:: TASK BRIEF ::
Copy out the essay below on the phrase "working class," word for word and in full.

:: EXTRACT ::
When we see the phrase "working class" in print, to whom does it refer? Almost universally it refers to those working in jobs that require no college education. It seems to refer to people either of little skill (physical laborers) or whose skills are learned on the job and through an apprenticeship program of some sort (plumbers, electricians, etc). No doubt that these people work—and work very hard in many cases. But what if you're not part of the "working class"? How do you provide for your family?
Isn't the unavoidable conclusion that the term "working class" is designed to disparage the labor of those who work in professional fields? Doesn't it imply that only physical work is actually work? Granted that wiring up a new home is a lot of work, but isn't doing 12 hours of cardiovascular surgery also hard work? Economics teaches us that specialized skills command premium wages because of the scarcity of those skills, whether they be brain surgery, finite element analysis, or running a four-flat 40-yard dash. But how are such skills developed? Is it not through great exertions of really hard work? Some people are born with special natural gifts, making acquiring some skills easier for them than for others. But no one is born with advanced medical knowledge or specialty engineering skills, for example; those can only come with hard work in the pursuit of education and knowledge.
Therefore, the use "working class" serves to perpetuate the myth that those who live comfortably do so undeservedly, that their comfort came at no price to them, or maybe even through ill-gotten gains. The ultimate irony is that within the group often referred to as "working class" are many people who actually do not work. They are sustained by charitable contributions and public largesse. Many are people who are disabled and legitimately cannot work. But some will be those who prefer not to work, as it is optional for achieving the lifestyle with which they are comfortable. They live in squalor; while they do not enjoy it, they find it less objectionable than the exertions that would be required to lift them to a more comfortable living.
Just as there are those in the "working class" who do not work, there are those outside it who also do not work. They are the idle rich, those special few of such preposterously fabulous means that their money does their work for them, providing an opulent living standard while still sustaining itself. These people are exceedingly few, and frankly do not much matter to the rest of us.
The reality is that most Americans are in the "working class." One need not disparage the efforts and achievements of the professional class producers to give the due credit to those who are unskilled or minimally skilled.

:: DATA SEGMENT ::
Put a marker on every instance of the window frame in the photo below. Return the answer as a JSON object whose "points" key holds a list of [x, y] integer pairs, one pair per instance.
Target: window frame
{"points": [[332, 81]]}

:: RESPONSE BELOW ::
When we see the phrase "working class" in print, to whom does it refer? Almost universally it refers to those working in jobs that require no college education. It seems to refer to people either of little skill (physical laborers) or whose skills are learned on the job and through an apprenticeship program of some sort (plumbers, electricians, etc). No doubt that these people work—and work very hard in many cases. But what if you're not part of the "working class"? How do you provide for your family?
Isn't the unavoidable conclusion that the term "working class" is designed to disparage the labor of those who work in professional fields? Doesn't it imply that only physical work is actually work? Granted that wiring up a new home is a lot of work, but isn't doing 12 hours of cardiovascular surgery also hard work? Economics teaches us that specialized skills command premium wages because of the scarcity of those skills, whether they be brain surgery, finite element analysis, or running a four-flat 40-yard dash. But how are such skills developed? Is it not through great exertions of really hard work? Some people are born with special natural gifts, making acquiring some skills easier for them than for others. But no one is born with advanced medical knowledge or specialty engineering skills, for example; those can only come with hard work in the pursuit of education and knowledge.
Therefore, the use "working class" serves to perpetuate the myth that those who live comfortably do so undeservedly, that their comfort came at no price to them, or maybe even through ill-gotten gains. The ultimate irony is that within the group often referred to as "working class" are many people who actually do not work. They are sustained by charitable contributions and public largesse. Many are people who are disabled and legitimately cannot work. But some will be those who prefer not to work, as it is optional for achieving the lifestyle with which they are comfortable. They live in squalor; while they do not enjoy it, they find it less objectionable than the exertions that would be required to lift them to a more comfortable living.
Just as there are those in the "working class" who do not work, there are those outside it who also do not work. They are the idle rich, those special few of such preposterously fabulous means that their money does their work for them, providing an opulent living standard while still sustaining itself. These people are exceedingly few, and frankly do not much matter to the rest of us.
The reality is that most Americans are in the "working class." One need not disparage the efforts and achievements of the professional class producers to give the due credit to those who are unskilled or minimally skilled.